(Exercise requirements): Write the data out in full and word for word. Do not include images.

(Provided records):
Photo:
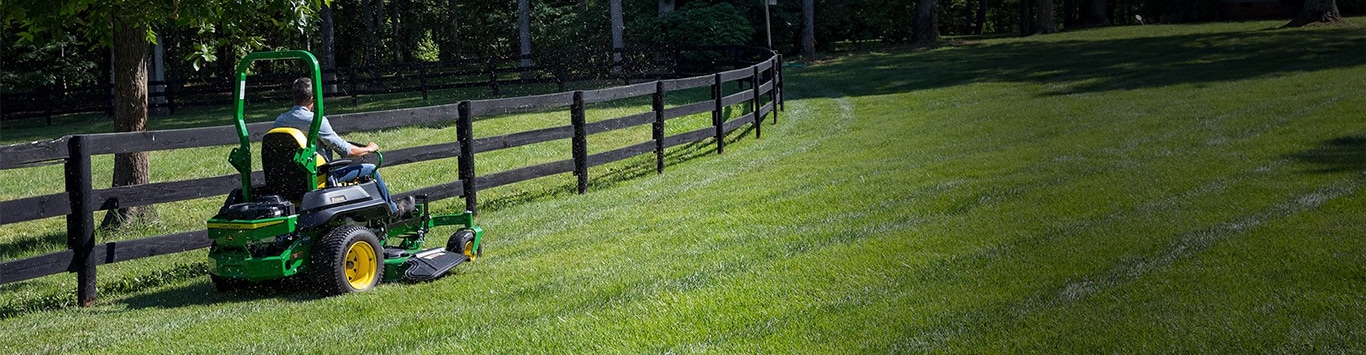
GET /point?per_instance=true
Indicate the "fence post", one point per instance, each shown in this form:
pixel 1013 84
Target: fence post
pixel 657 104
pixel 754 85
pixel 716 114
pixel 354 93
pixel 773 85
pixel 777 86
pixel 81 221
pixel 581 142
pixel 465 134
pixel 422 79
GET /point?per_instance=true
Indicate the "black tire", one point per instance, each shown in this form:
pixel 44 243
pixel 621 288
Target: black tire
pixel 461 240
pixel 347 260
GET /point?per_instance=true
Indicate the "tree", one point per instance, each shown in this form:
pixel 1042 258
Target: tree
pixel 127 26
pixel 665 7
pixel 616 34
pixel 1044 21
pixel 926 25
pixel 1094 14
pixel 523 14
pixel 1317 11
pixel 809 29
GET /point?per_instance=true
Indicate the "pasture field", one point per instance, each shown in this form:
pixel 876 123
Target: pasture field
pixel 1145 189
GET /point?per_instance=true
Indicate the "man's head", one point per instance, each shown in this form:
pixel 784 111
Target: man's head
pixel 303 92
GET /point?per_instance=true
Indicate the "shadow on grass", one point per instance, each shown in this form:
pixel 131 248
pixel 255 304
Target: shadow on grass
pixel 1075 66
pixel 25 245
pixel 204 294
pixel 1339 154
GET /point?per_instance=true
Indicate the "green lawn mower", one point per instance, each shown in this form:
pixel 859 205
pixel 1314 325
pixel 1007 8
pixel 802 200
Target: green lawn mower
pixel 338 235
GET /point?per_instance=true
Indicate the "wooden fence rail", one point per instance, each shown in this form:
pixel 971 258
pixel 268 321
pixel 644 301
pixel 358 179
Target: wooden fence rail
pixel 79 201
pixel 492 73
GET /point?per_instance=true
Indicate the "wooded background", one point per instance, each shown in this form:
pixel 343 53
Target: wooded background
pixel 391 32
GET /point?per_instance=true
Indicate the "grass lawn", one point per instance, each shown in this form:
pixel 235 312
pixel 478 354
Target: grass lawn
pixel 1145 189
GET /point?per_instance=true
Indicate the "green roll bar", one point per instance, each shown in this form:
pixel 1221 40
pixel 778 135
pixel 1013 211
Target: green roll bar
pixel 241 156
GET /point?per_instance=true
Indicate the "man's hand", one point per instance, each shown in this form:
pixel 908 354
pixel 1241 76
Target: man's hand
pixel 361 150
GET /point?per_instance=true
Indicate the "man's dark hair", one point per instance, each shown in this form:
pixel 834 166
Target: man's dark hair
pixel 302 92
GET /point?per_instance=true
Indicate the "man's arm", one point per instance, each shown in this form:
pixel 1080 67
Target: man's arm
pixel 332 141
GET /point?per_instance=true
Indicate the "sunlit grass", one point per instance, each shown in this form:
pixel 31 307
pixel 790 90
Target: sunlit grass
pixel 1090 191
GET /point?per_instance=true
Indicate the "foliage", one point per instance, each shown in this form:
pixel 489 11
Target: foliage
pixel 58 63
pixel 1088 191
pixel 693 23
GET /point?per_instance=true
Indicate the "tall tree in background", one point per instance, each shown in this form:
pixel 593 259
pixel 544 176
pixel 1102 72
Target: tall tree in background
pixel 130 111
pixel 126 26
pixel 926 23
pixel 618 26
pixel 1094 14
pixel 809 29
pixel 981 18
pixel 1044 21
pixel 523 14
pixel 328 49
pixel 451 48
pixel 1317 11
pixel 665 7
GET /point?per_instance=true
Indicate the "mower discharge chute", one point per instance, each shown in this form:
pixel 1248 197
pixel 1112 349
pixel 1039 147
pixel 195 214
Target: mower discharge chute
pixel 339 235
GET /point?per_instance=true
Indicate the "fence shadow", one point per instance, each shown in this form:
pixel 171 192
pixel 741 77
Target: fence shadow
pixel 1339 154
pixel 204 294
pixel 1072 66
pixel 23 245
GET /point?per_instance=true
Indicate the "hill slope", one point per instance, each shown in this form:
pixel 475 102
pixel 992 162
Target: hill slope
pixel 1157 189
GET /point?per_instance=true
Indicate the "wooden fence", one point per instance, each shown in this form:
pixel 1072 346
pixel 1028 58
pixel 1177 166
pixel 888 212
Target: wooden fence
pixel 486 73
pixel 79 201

(Problem solution):
Photo:
GET /point?per_instance=true
Indicate the "fence post", one point per instance, each shown in this form:
pixel 1013 84
Target: fence post
pixel 657 104
pixel 754 85
pixel 716 114
pixel 354 93
pixel 773 85
pixel 777 86
pixel 81 221
pixel 581 142
pixel 465 134
pixel 422 79
GET /point?per_instance=true
Indicate the "black tire", one point per instance, each shown in this form:
pixel 44 243
pixel 621 288
Target: black tire
pixel 461 240
pixel 347 260
GET /point?per_instance=true
Indicate the "tree", one point per instance, each shown in this form:
pixel 1042 258
Target: tree
pixel 127 26
pixel 665 7
pixel 616 34
pixel 1044 21
pixel 926 25
pixel 1094 14
pixel 523 14
pixel 1317 11
pixel 809 29
GET /point?per_instance=true
Indicate the "pasture field", one point per instance, each shown in this form:
pixel 876 123
Target: pasture field
pixel 1145 189
GET /point?per_instance=true
Indicate the "man's head", one point per instance, each shown in this form:
pixel 784 111
Target: man's head
pixel 303 92
GET /point?per_instance=true
Indicate the "shadow on grass", one point per instance, each shown in this form:
pixel 131 248
pixel 255 304
Target: shadow on grass
pixel 1075 66
pixel 25 245
pixel 204 294
pixel 1339 154
GET /point?per_instance=true
Indicate the "green lawn mower", one point per instance, each shown in this form:
pixel 859 205
pixel 1314 325
pixel 1007 8
pixel 802 200
Target: green lawn mower
pixel 338 235
GET /point?per_instance=true
Indicate the "wooden fence rail", one point per instance, each shown in this form:
pixel 971 258
pixel 268 321
pixel 644 301
pixel 358 179
Target: wooden fence rail
pixel 79 201
pixel 492 73
GET /point?per_instance=true
Indicate the "wooded background", one point per instance, each shown in this form:
pixel 343 53
Target: wooded background
pixel 391 32
GET /point?per_instance=true
Indicate the "grass lawn", one point per instance, each shown in this form:
pixel 235 312
pixel 478 354
Target: grass lawn
pixel 1145 189
GET /point?per_instance=true
Indicate the "green roll bar", one point per instance, each shown in this form:
pixel 1221 40
pixel 778 135
pixel 1013 211
Target: green roll bar
pixel 241 156
GET /point?per_instance=true
Indicate the "man's hand", one point per instance, each shown in this form:
pixel 908 354
pixel 1241 76
Target: man's hand
pixel 361 150
GET /point?per_instance=true
Indicate the "man's dark hair", one point per instance, each shown in this form:
pixel 834 166
Target: man's dark hair
pixel 302 92
GET /point?per_instance=true
Indicate the "man's arm", one point per instance, each shown in this form:
pixel 1080 67
Target: man's arm
pixel 332 141
GET /point?per_instance=true
Indicate the "sunlit grass", one point per instance, each shown in this form:
pixel 31 307
pixel 790 90
Target: sunlit grass
pixel 1090 191
GET /point?per_instance=true
Indicate the "foliage", one point per instance, each shown in this form:
pixel 489 11
Target: foliage
pixel 58 63
pixel 1088 191
pixel 693 23
GET /point?per_instance=true
Indicate the "tall tree in background", one point per instance, each shown in this form:
pixel 593 259
pixel 544 176
pixel 1102 72
Target: tall tree in background
pixel 130 111
pixel 126 26
pixel 926 23
pixel 618 26
pixel 1094 14
pixel 809 29
pixel 981 18
pixel 1044 21
pixel 523 14
pixel 328 49
pixel 451 48
pixel 1317 11
pixel 665 7
GET /point?per_instance=true
Indicate the "mower discharge chute", one point per instance, each shown in this form:
pixel 1248 197
pixel 1112 349
pixel 1039 147
pixel 195 214
Target: mower discharge chute
pixel 339 235
GET /point?per_instance=true
Indicate the "fence shadow", one point per instance, each shown in this form:
pixel 171 192
pixel 741 77
Target: fence shadow
pixel 1339 154
pixel 204 294
pixel 1072 66
pixel 23 245
GET /point?per_instance=true
Indicate the "hill slope", one point per instance, each shown in this form:
pixel 475 102
pixel 992 162
Target: hill slope
pixel 1157 189
GET /point?per_instance=true
Indicate the "wooden fence", one point per instance, each shown in this form:
pixel 1072 346
pixel 1028 58
pixel 1177 166
pixel 888 212
Target: wooden fence
pixel 486 73
pixel 79 201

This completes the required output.